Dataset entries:
+ + + + + + +
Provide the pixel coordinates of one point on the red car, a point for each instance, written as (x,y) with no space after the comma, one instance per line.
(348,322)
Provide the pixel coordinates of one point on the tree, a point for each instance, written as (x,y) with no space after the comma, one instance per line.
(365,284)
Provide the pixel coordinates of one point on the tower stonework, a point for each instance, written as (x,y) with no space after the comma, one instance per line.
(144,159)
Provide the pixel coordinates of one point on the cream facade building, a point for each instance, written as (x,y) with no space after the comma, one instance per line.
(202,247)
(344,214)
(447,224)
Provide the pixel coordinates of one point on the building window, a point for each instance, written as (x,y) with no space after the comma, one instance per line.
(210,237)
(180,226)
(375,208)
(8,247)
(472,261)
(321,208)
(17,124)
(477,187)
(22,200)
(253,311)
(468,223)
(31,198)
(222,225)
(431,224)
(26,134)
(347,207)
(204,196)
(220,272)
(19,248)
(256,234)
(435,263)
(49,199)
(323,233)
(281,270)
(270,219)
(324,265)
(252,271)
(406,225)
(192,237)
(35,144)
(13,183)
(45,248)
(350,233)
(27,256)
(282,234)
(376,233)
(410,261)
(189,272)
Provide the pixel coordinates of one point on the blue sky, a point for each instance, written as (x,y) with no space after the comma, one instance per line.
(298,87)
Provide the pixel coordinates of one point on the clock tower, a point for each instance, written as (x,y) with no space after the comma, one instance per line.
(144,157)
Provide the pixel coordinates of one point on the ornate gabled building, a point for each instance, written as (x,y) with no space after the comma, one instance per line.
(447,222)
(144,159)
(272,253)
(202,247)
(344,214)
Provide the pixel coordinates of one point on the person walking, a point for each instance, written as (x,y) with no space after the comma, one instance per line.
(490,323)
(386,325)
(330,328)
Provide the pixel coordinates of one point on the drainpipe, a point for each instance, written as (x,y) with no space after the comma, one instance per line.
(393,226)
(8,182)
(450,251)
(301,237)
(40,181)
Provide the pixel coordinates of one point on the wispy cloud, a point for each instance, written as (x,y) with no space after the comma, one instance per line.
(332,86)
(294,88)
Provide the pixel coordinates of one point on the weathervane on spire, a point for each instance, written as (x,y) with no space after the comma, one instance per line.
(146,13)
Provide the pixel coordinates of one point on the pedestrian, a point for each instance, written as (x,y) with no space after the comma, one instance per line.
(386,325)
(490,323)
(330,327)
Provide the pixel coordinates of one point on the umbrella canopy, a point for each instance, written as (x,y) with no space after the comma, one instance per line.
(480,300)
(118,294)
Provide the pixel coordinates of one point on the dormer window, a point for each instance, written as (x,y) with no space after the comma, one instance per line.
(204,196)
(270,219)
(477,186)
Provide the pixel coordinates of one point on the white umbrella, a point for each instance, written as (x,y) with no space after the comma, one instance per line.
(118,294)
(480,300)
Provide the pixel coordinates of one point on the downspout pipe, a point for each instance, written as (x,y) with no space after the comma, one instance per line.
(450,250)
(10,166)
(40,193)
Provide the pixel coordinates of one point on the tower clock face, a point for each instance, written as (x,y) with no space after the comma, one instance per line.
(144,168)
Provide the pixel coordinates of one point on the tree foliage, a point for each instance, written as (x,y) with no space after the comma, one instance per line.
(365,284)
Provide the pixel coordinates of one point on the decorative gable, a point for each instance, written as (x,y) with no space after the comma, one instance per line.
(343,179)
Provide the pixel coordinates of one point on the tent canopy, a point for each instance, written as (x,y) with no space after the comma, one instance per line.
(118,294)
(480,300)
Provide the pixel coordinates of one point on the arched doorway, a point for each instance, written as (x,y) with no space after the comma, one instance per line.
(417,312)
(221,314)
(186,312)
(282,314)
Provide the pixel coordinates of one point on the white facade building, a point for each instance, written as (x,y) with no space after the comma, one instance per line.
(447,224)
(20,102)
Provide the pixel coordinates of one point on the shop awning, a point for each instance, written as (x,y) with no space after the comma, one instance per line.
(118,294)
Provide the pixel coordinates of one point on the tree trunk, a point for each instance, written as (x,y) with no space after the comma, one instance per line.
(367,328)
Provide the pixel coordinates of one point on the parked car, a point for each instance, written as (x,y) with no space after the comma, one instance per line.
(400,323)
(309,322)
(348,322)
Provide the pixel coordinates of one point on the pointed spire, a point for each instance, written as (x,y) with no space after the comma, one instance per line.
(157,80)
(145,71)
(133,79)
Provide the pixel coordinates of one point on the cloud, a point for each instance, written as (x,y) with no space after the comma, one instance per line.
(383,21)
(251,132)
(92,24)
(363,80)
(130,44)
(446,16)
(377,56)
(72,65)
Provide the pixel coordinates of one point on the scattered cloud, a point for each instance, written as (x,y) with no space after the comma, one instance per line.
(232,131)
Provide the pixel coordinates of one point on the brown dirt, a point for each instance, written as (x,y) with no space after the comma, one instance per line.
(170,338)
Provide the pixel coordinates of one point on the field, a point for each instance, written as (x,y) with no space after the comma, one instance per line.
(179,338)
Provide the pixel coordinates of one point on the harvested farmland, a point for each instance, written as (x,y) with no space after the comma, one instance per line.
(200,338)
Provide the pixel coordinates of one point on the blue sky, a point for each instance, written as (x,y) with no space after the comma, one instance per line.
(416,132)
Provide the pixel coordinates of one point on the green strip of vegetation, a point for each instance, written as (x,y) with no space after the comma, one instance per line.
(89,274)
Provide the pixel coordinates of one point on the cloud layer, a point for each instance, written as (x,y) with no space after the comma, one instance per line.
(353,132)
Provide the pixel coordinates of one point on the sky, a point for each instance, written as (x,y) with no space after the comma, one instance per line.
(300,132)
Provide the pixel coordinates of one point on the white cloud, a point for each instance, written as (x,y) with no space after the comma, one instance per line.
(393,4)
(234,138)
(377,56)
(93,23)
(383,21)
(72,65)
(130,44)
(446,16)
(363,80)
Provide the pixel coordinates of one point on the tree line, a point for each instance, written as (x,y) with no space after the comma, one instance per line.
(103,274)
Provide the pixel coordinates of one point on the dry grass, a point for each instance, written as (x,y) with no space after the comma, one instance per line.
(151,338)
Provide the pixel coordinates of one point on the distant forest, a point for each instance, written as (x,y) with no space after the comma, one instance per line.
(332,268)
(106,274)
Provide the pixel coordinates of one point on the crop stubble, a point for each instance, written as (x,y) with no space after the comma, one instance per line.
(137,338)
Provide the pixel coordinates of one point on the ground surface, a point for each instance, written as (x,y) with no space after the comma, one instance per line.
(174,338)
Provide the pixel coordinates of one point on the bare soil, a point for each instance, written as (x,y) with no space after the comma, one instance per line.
+ + + + + + +
▶ Directions
The lines above need to be restated word for word, all of them.

▶ Reply
Provide the pixel coordinates of one point on the red car, a point for each instance, written as (x,y) with no space after the comma, one instance per line.
(348,322)
Provide the pixel coordinates of one point on the tree, a point for each instance, written as (x,y) with no space after the comma, one instance per line.
(365,284)
Provide the pixel coordinates of one point on the tower stonework, a point for each instance, written as (x,y) with no space after the comma, one instance per line.
(144,159)
Provide the pixel coordinates of one point on the cream facade building, a point for each instance, written as (x,y) with no space after the comma, one instance per line.
(202,247)
(344,214)
(447,224)
Provide the pixel coordinates of one point on the building window, a point for each instance, written as (x,y) with no space after the comma, one instance per line.
(210,237)
(180,226)
(375,208)
(8,247)
(472,261)
(321,208)
(17,124)
(477,187)
(22,200)
(253,311)
(468,223)
(31,198)
(222,225)
(431,224)
(26,134)
(347,207)
(204,196)
(220,272)
(19,248)
(256,234)
(435,263)
(49,199)
(323,233)
(281,270)
(270,219)
(324,265)
(252,271)
(406,225)
(192,237)
(35,144)
(13,183)
(45,248)
(350,233)
(27,256)
(282,234)
(376,233)
(410,261)
(189,272)
Provide the pixel coordinates of one point on the blue sky, a point for each instance, written as (x,y) with no space after the comma, one instance per line.
(298,87)
Provide the pixel coordinates of one point on the clock tower, a point for each instance, written as (x,y) with no space after the comma, one instance per line.
(144,157)
Provide the pixel coordinates of one point on the ornate gabled building, a point for each instance, written as (x,y) with no space after the comma, one instance per line.
(447,222)
(144,159)
(272,253)
(202,247)
(344,214)
Provide the pixel coordinates of one point on the person walking, a point for each instance, written as (x,y) with no space after the comma, one instance per line.
(490,323)
(386,325)
(330,328)
Provide the pixel coordinates of one point on the drainpipe, a point for each instance, written as (x,y) with no space after the comma, one instance per line.
(393,226)
(8,182)
(450,251)
(301,237)
(40,181)
Provide the pixel coordinates of one point on the wispy cloud, a point for each instance, written as (x,y) with no space after the comma, one instance per line.
(332,86)
(294,88)
Provide the pixel coordinates of one point on the weathervane on spire, a point for each instance, written as (x,y) with no space after the comma, one instance per line.
(146,13)
Provide the pixel coordinates of one point on the pedestrian, a point for each instance, written as (x,y) with no space after the comma, one instance per line.
(386,325)
(490,323)
(330,327)
Provide the pixel coordinates of one point on the umbrella canopy, a point for each instance, written as (x,y) with no space after the comma, one instance per line.
(480,300)
(118,294)
Provide the pixel coordinates of one point on the dormer window, a point for each instance, written as (x,y) with no space after the comma, one instance per line.
(204,196)
(270,219)
(477,186)
Provide the pixel coordinates of one point on the white umbrella, a point for each instance, written as (x,y) with no space after the comma, one instance per line.
(118,294)
(480,300)
Provide the pixel coordinates of one point on the downspout pipe, a point for each instance, written as (x,y) with no space after the comma, one instance per line.
(450,250)
(10,166)
(40,193)
Provide the pixel coordinates of one point on the tower clock face, a point for each instance, written as (x,y) with no space after the comma, one instance per line.
(144,168)
Provide the pixel coordinates of one point on the tree foliage, a point for each instance, written as (x,y) with no space after the comma, one instance per line.
(365,284)
Provide the pixel coordinates of one point on the decorative gable, a point for each instance, written as (x,y) with no space after the comma, one instance per line.
(343,179)
Provide the pixel coordinates of one point on the tent canopy, a point for each instance, written as (x,y) with no space after the comma, one instance per line.
(118,294)
(480,300)
Provide the pixel coordinates of one point on the arched doorway, a point for each instance, written as (x,y) with no space after the comma, one instance per line.
(417,312)
(221,314)
(186,312)
(282,314)
Provide the pixel coordinates of one point on the white facade building, a point for each instance, written as (x,y) with no space after the comma, one instance per line.
(447,224)
(20,102)
Provide the pixel coordinates of one point on the shop awning, a point for each instance, written as (x,y) with no space after the comma, one instance per line.
(118,294)
Provide the pixel coordinates of one point on the tree trunk, a point for each instance, written as (x,y) with no space after the comma, one instance per line.
(367,328)
Provide the pixel coordinates of one point on the parked car, a point for each instance, written as (x,y) with no space after the comma, one instance per line.
(400,323)
(309,322)
(348,322)
Provide the pixel coordinates of one point on the pointed spire, a point for each instance, written as (x,y) with no space after the comma, one instance per line.
(157,80)
(145,71)
(133,79)
Provide the pixel coordinates of one point on the cloud, a point for each instance, written as (x,y) with no space after the comma, one instance per line.
(383,21)
(251,132)
(92,24)
(363,80)
(130,44)
(446,16)
(377,56)
(72,65)
Provide the pixel coordinates of one point on the scattered cloud, a point for each instance, written as (x,y) with no space after the comma, one instance per line.
(232,131)
Provide the pixel coordinates of one point on the brown dirt, a point for each instance, written as (x,y) with no space after the comma, one instance per line.
(170,338)
Provide the pixel coordinates of one point on the field, a point for each instance, written as (x,y) with no space after the comma, one instance per line.
(179,338)
Provide the pixel coordinates of one point on the harvested farmland, a point for each instance, written as (x,y) with no space after the comma, one instance per line.
(200,338)
Provide the pixel coordinates of one point on the blue sky, a point for each instance, written as (x,y) with no space after the comma, one instance per line.
(416,132)
Provide the pixel coordinates of one point on the green strip of vegetation, a point for each instance, written as (x,y) with no space after the comma, one instance per line.
(89,274)
Provide the pixel coordinates of one point on the cloud layer, a point for each instance, written as (x,y) with no space after the comma, one instance per line.
(353,132)
Provide the pixel coordinates of one point on the sky, a point for each instance, written as (x,y) with no space after the comma, one instance per line.
(300,132)
Provide the pixel coordinates of one point on the white cloud, a point for each instance, written as (x,y) with no space after the comma, one instance per line.
(393,4)
(234,138)
(377,56)
(93,23)
(383,21)
(72,65)
(130,44)
(446,16)
(363,80)
Provide the pixel coordinates of one point on the tree line, a point for each instance, written as (x,y) with no space after the comma, one instance per line.
(103,274)
Provide the pixel coordinates of one point on the dry grass, a point for each instance, written as (x,y) with no space after the comma, one instance per line.
(151,338)
Provide the pixel coordinates of one point on the distant forest, a point for each instance, written as (x,y) with no space after the comma, one instance per line.
(332,268)
(106,274)
Provide the pixel coordinates of one point on the crop stubble, a point for each instance, written as (x,y) with no space after the comma, one instance per line.
(137,338)
Provide the pixel coordinates of one point on the ground surface, a point for each instance, written as (x,y) with no space after the comma, one instance per line.
(174,338)
Provide the pixel coordinates of one point on the bare soil, a point for each instance, written as (x,y) with no space after the comma, one instance per line.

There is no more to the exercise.